Go through the entries below and return every line that contains "white".
------ Given data
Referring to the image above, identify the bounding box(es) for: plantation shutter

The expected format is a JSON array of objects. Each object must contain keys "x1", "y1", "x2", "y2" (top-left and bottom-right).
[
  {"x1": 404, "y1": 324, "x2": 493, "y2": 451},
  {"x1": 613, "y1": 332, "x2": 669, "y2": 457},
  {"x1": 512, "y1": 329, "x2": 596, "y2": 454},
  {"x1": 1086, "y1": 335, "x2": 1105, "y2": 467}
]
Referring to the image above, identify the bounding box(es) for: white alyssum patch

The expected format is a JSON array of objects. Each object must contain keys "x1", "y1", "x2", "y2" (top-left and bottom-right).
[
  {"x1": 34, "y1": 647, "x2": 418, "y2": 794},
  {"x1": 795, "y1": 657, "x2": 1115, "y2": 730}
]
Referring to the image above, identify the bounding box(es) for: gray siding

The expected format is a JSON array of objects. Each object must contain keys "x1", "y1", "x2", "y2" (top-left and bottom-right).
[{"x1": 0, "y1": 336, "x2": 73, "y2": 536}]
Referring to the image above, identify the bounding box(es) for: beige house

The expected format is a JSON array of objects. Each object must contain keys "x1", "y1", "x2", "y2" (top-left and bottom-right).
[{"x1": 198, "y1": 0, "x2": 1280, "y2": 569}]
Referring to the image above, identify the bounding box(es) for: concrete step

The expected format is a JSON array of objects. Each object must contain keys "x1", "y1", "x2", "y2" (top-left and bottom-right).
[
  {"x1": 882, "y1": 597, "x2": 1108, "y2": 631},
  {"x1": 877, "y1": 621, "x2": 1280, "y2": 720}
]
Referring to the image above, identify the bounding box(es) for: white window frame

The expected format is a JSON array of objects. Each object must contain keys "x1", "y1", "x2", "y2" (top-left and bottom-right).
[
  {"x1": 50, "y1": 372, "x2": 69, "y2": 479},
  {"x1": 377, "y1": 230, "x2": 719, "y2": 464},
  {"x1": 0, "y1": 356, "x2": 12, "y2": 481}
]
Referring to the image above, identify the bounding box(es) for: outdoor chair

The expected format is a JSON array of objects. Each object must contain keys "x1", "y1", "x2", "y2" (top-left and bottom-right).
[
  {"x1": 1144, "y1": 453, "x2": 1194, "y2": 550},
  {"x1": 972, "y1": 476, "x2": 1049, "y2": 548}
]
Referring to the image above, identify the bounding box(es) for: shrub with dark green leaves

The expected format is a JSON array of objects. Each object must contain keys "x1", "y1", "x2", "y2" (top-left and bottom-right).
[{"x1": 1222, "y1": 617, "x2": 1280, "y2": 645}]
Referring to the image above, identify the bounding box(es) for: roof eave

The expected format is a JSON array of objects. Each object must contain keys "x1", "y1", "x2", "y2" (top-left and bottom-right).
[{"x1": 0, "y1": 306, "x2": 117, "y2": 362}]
------------
------ Given data
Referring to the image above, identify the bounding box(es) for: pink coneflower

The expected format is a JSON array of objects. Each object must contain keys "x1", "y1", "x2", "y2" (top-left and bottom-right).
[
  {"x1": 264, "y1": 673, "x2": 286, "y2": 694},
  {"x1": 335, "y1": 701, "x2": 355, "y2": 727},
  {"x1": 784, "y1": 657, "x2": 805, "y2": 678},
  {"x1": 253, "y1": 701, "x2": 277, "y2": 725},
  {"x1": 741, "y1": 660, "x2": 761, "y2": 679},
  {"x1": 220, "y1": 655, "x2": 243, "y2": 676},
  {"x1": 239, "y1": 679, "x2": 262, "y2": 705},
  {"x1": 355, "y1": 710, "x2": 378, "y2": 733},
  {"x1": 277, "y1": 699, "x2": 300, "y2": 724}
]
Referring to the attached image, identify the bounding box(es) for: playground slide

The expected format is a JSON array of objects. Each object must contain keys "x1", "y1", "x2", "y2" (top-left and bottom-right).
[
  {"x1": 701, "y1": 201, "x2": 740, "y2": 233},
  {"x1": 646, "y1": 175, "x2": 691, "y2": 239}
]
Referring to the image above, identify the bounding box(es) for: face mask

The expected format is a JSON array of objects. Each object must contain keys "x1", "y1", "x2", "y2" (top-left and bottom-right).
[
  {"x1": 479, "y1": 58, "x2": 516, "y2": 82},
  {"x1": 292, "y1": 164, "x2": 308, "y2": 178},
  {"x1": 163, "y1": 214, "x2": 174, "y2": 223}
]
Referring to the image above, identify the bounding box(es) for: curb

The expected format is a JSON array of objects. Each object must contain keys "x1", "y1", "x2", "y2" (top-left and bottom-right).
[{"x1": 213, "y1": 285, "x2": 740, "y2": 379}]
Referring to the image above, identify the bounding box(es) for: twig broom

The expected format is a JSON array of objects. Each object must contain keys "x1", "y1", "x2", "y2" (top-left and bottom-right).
------------
[Output of the exercise]:
Referring to the image above, identify the bounding box(es) for: white alyssum patch
Referring to the image above, identify the bounding box(es) for: white window frame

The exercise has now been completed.